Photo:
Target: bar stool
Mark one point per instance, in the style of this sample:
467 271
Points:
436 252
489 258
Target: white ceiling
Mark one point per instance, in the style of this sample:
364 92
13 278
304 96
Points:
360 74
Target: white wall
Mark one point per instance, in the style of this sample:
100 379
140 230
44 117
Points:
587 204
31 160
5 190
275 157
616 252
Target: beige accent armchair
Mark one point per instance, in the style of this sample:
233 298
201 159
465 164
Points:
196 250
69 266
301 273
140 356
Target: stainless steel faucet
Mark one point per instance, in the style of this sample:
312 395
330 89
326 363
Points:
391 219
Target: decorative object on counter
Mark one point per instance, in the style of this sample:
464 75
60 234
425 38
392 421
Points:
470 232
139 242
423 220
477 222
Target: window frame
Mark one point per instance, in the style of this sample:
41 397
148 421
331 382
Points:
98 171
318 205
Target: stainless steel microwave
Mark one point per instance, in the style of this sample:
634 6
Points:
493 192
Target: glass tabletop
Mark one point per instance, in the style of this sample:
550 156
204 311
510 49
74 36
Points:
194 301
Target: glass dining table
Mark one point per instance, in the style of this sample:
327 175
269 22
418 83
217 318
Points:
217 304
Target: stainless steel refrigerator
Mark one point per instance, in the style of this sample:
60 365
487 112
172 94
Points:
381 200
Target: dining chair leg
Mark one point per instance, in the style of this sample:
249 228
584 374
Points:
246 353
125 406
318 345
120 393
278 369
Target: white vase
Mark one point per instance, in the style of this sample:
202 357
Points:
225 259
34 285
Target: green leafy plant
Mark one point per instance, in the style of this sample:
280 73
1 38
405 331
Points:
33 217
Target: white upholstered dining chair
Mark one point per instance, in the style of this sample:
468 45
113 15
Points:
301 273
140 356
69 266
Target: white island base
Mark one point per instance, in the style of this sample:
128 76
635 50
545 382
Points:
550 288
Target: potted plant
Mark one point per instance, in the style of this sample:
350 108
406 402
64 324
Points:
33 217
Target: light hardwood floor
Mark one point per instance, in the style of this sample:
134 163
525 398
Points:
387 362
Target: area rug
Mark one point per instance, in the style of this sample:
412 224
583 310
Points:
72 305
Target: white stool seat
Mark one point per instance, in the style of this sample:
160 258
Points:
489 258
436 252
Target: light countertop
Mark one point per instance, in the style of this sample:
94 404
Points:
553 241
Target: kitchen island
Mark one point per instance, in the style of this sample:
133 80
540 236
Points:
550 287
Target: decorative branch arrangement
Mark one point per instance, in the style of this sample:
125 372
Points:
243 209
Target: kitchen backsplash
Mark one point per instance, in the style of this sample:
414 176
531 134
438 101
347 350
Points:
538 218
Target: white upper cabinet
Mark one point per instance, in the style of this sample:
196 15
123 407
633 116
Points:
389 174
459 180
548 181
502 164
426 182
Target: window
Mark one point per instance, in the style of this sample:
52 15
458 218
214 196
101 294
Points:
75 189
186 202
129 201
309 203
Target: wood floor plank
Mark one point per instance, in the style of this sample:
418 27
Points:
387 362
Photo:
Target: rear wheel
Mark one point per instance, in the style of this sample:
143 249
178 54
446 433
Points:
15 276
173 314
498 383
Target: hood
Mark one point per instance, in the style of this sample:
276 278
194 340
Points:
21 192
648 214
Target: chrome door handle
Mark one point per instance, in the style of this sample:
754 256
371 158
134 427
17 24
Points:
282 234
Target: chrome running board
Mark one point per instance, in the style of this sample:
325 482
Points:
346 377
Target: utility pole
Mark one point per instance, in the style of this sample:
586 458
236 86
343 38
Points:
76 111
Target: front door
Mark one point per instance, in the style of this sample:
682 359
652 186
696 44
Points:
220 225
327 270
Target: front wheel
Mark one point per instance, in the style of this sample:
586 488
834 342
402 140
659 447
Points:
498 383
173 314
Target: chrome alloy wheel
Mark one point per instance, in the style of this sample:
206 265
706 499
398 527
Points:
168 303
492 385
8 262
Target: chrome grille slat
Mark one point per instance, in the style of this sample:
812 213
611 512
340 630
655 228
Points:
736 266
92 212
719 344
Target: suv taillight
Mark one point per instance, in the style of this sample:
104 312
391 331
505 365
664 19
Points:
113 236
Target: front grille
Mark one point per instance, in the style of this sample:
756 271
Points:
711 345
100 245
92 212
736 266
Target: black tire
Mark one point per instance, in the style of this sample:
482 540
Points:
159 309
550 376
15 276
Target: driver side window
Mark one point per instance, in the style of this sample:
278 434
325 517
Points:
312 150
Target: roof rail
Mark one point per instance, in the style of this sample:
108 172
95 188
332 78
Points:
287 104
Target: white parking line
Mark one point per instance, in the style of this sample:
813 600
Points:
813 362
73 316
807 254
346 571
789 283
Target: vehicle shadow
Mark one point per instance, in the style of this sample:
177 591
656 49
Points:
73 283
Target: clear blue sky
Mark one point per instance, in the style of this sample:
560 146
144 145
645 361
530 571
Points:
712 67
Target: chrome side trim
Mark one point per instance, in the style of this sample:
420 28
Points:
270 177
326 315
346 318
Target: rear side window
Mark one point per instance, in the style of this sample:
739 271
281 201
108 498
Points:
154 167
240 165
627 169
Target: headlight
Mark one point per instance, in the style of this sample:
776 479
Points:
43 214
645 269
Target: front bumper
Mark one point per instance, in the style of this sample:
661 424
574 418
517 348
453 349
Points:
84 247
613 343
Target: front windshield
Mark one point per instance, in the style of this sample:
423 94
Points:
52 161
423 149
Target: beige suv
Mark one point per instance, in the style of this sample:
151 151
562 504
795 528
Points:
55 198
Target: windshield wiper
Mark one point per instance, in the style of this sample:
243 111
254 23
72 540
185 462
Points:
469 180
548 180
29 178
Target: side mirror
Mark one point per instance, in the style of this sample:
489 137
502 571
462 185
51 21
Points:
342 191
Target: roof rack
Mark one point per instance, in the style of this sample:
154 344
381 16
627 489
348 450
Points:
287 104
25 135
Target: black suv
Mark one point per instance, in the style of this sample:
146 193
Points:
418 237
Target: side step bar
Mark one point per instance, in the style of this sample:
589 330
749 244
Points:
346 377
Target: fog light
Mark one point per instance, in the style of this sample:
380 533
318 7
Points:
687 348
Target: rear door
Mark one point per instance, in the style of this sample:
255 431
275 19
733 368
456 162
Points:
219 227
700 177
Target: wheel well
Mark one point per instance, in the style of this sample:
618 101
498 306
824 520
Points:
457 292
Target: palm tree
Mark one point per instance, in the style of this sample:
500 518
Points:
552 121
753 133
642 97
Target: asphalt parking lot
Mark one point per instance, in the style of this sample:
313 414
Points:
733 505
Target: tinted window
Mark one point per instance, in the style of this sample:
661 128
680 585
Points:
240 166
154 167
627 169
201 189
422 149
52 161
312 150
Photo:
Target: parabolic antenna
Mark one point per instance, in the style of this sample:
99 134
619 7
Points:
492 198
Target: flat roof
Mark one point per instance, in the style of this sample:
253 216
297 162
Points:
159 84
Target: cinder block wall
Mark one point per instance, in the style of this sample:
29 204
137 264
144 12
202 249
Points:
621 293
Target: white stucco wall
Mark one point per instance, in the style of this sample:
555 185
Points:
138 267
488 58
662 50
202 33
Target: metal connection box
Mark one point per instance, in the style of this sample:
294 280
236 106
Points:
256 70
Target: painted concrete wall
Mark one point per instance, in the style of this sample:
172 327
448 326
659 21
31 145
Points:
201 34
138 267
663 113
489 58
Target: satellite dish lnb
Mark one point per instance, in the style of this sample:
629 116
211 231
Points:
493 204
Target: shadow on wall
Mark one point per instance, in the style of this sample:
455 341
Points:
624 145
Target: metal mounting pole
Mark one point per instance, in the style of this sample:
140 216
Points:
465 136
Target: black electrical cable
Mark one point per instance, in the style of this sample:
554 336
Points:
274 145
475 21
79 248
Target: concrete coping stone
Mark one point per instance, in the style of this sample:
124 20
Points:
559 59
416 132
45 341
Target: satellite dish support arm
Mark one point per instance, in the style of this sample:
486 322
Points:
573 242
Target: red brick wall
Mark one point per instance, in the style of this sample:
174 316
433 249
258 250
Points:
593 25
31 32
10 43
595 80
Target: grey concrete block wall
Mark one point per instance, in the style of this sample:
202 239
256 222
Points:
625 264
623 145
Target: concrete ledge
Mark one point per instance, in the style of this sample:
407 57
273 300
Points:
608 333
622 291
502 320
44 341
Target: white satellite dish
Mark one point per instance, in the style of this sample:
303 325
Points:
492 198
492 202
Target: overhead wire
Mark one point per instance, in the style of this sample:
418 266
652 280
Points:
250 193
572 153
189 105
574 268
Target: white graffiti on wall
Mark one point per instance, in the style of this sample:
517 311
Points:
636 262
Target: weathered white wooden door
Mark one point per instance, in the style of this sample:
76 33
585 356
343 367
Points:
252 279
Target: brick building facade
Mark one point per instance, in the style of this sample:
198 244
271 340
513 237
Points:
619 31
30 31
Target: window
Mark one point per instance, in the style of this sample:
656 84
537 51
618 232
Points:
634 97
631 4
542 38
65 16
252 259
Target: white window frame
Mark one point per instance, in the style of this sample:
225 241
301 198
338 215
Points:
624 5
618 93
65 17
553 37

WHAT YOU ARE ASKED TO DO
Your answer should be a single number: the count of lines above that contain the word "glass".

ANSWER TO THIS EXERCISE
2